> [Set task 1] Transcribe the Sherlock Holmes post, starting at "This week we’re" and ending at "and literary exploration.".

> [Excerpt]
——————

TidyTuesday Week 46: Sherlock Holmes

This week we’re exploring the complete line-by-line text of the Sherlock Holmes stories and novels, made available through the {sherlock} R package by Emil Hvitfeldt. The dataset includes the full collection of Holmes texts, organized by book and line number, and is ideal for stylometry, sentiment analysis, and literary exploration.

TidyTuesday

Data Visualization

Python Programming

2025

Author

Peter Gray

Published

November 18, 2025

Word Cloud of Sherlock Holmes words

1. Python code

Show code

import pandas as pd
import matplotlib.pyplot as plt
import matplotlib.ticker as mticker
import re
from wordcloud import STOPWORDS
from wordcloud import WordCloud

# Load data
holmes = pd.read_csv(
    "https://raw.githubusercontent.com/rfordatascience/tidytuesday/main/data/2025/2025-11-18/holmes.csv"
)

holmes = holmes[(holmes["text"].notna()) & (holmes["text"] != "NaN")]

text = " ".join(holmes["text"].astype(str).tolist())

——————

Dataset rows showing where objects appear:
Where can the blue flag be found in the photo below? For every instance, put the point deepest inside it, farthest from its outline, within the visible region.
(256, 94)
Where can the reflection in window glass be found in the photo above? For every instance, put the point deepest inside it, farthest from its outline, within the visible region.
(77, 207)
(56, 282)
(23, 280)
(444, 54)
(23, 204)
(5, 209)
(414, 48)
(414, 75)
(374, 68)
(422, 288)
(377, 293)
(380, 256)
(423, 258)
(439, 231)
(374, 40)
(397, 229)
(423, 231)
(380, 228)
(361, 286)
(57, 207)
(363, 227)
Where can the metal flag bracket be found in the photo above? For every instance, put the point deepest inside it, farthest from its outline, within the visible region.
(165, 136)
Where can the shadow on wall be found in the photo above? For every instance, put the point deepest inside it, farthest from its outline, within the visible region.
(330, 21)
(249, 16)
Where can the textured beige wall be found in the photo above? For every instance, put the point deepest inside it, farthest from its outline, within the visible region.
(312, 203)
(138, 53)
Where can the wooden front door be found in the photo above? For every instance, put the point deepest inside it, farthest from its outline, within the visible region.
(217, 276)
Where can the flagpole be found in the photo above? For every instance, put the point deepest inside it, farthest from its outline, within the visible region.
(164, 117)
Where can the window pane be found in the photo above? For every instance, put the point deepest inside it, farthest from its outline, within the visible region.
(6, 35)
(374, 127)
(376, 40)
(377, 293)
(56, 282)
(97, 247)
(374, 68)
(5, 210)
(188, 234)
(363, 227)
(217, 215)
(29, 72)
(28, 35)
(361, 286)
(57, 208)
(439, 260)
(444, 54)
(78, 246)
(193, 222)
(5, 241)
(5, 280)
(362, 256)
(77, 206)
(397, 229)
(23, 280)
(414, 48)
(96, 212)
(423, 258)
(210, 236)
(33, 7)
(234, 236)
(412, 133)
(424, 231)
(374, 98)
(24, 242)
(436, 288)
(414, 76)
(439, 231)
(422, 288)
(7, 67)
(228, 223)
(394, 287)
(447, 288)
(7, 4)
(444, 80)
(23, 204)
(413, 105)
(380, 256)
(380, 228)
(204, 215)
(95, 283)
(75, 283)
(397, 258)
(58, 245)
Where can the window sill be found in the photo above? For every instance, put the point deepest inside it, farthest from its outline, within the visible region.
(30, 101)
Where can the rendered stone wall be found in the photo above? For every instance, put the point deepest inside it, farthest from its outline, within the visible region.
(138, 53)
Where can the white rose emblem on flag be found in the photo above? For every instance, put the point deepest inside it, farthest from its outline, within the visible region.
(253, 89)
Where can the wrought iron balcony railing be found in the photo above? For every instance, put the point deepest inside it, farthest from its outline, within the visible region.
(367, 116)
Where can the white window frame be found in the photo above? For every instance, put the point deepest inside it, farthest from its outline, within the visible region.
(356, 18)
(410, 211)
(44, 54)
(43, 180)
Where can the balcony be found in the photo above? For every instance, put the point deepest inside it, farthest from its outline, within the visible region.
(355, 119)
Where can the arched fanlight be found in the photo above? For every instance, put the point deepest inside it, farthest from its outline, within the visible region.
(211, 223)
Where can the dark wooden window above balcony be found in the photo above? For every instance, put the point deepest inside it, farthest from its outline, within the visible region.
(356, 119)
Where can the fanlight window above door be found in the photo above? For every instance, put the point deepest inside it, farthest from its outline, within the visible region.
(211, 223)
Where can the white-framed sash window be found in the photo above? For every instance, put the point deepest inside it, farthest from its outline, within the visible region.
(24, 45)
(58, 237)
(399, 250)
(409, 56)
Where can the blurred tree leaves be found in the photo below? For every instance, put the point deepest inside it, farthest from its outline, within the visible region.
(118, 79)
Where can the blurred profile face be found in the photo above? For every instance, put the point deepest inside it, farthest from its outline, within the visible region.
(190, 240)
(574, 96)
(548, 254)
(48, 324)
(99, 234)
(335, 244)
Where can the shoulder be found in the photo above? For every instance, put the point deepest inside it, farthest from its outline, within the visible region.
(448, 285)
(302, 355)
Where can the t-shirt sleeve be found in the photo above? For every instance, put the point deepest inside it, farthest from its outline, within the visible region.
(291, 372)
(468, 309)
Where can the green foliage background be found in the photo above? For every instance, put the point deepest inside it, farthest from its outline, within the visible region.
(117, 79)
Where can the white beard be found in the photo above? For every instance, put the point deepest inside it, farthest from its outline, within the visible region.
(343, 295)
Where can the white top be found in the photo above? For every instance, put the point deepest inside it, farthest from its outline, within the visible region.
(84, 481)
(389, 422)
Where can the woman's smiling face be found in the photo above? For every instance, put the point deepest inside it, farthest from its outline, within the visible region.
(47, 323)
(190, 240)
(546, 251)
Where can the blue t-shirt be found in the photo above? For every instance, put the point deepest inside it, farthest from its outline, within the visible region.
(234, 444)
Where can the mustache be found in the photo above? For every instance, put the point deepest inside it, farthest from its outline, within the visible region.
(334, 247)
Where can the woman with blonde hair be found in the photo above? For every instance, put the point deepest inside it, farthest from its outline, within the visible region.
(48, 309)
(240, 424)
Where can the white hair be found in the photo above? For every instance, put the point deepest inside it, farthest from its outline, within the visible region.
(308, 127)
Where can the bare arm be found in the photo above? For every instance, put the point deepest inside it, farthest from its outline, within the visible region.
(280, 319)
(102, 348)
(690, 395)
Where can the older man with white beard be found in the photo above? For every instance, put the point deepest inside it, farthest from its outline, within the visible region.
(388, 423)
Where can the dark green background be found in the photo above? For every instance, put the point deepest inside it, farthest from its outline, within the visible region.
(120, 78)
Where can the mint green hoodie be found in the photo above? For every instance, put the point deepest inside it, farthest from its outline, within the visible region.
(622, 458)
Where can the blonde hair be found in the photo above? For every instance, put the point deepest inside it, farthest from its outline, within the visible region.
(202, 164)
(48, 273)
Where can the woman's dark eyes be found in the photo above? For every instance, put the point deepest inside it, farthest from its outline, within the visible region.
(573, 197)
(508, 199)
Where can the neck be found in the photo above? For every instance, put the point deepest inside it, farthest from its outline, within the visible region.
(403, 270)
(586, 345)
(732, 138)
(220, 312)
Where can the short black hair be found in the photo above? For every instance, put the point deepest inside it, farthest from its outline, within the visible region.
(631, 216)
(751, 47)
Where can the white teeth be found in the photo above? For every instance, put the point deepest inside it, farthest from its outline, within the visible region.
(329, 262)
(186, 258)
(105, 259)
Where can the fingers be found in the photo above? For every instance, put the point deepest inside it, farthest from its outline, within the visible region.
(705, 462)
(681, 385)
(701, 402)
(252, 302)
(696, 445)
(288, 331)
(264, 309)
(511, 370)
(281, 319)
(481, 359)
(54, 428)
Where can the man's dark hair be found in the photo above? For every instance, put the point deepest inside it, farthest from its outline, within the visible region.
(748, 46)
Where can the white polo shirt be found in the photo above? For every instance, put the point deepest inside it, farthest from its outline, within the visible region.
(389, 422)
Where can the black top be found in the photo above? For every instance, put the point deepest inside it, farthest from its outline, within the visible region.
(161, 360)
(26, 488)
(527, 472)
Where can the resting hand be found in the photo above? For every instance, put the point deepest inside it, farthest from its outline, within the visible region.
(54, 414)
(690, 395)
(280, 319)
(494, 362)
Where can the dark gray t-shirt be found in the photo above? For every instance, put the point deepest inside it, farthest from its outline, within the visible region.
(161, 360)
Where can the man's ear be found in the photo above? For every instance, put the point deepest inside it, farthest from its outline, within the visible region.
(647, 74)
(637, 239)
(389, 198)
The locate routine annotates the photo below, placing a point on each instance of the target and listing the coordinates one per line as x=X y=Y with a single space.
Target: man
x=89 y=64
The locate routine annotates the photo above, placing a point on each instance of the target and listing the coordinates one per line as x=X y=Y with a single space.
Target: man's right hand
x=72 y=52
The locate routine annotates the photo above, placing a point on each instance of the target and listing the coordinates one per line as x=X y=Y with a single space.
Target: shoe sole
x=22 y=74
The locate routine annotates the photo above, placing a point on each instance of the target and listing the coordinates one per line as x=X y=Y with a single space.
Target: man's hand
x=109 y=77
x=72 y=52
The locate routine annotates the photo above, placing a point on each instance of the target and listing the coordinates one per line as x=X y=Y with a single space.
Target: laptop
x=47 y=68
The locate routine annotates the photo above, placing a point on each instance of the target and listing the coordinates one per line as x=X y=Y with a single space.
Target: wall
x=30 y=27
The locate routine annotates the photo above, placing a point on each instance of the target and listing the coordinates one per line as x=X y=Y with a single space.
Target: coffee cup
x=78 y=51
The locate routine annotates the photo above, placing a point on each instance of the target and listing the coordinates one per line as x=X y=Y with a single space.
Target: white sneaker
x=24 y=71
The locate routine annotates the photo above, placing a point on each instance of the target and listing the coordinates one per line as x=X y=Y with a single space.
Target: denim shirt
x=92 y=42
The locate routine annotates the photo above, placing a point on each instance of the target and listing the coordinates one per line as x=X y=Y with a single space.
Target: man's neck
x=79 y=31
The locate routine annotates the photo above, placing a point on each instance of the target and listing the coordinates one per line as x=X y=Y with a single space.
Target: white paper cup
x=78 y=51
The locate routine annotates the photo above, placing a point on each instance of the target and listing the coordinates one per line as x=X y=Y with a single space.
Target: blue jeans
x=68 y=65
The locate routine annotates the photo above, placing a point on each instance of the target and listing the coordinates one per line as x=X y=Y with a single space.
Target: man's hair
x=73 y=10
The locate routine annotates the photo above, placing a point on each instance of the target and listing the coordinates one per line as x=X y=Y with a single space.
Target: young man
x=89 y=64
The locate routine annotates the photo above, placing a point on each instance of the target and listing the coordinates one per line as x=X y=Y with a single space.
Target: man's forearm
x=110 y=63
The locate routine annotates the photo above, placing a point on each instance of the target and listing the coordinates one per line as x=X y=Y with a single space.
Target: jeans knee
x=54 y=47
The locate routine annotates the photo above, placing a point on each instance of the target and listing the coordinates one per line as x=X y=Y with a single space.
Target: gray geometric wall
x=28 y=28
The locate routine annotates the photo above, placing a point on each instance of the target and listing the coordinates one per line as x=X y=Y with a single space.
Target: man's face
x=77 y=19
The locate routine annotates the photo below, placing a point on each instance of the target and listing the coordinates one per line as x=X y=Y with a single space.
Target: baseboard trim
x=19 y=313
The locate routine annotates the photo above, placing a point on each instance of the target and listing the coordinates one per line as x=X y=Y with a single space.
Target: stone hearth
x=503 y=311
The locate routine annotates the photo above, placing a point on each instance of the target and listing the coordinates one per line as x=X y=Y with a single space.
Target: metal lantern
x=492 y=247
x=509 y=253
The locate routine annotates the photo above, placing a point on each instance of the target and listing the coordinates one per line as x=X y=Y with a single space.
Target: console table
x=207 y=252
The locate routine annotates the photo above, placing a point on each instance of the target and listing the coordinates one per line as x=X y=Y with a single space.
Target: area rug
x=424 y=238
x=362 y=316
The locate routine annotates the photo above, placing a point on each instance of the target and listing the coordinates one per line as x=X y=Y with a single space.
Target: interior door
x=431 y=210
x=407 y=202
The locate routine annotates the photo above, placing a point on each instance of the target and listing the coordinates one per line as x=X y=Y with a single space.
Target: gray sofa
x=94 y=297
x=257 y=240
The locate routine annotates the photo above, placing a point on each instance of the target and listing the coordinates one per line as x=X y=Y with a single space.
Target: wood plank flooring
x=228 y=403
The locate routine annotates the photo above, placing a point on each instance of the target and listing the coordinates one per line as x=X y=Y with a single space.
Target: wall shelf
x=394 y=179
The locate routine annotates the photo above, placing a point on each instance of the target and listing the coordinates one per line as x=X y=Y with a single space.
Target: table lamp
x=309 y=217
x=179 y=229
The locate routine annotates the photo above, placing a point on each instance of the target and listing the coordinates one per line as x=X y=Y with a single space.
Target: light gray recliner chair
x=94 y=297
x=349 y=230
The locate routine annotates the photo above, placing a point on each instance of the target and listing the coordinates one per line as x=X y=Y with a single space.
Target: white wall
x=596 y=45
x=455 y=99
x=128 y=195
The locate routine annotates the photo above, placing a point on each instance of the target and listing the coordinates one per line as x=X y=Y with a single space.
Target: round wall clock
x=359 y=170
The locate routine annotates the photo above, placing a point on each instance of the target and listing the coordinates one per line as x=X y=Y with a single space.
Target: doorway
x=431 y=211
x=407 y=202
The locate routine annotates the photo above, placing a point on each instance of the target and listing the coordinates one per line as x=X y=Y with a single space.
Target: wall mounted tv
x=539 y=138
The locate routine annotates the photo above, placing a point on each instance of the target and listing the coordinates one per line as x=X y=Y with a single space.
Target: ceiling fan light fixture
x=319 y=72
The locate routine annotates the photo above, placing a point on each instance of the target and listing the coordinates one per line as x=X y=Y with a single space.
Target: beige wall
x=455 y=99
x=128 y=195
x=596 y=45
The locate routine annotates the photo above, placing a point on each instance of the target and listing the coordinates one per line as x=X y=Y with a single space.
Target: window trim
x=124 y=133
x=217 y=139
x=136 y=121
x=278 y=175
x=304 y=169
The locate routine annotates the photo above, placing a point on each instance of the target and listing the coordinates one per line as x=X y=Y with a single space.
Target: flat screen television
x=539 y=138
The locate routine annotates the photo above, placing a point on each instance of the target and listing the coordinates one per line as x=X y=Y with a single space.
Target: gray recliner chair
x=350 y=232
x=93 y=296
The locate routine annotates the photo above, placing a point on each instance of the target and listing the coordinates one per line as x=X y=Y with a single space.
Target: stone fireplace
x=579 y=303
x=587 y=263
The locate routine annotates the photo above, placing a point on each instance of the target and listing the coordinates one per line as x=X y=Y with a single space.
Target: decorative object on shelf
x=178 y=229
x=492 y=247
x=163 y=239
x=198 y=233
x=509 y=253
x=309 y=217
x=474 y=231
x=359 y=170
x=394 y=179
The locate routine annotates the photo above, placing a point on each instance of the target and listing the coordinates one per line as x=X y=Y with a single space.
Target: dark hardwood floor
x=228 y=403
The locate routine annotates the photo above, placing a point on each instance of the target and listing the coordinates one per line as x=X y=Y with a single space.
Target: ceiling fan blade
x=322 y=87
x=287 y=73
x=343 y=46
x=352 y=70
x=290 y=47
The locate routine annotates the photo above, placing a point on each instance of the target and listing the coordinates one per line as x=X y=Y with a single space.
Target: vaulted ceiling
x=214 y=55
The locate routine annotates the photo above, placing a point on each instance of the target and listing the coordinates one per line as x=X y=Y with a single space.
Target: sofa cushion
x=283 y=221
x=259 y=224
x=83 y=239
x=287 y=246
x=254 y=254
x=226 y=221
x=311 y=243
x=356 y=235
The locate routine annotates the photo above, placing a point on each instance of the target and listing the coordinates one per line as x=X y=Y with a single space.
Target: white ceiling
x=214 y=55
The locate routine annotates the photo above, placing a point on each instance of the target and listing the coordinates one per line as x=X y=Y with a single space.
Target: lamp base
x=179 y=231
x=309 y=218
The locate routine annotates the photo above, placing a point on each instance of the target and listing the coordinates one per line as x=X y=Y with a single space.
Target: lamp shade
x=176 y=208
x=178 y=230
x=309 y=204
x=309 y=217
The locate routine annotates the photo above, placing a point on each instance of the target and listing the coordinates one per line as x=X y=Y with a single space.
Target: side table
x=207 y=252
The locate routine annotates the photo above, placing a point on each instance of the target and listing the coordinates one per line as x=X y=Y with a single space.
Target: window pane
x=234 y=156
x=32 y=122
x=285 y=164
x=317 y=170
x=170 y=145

——————

> [Set task 2] How many lines of the listing above contain the word "sofa"? Reply with the number alone.

> [Reply 1]
This week we’re exploring the complete line-by-line text of the Sherlock Holmes stories and novels, made available through the {sherlock} R package by Emil Hvitfeldt. The dataset includes the full collection of Holmes texts, organized by book and line number, and is ideal for stylometry, sentiment analysis, and literary exploration.

> [Reply 2] 2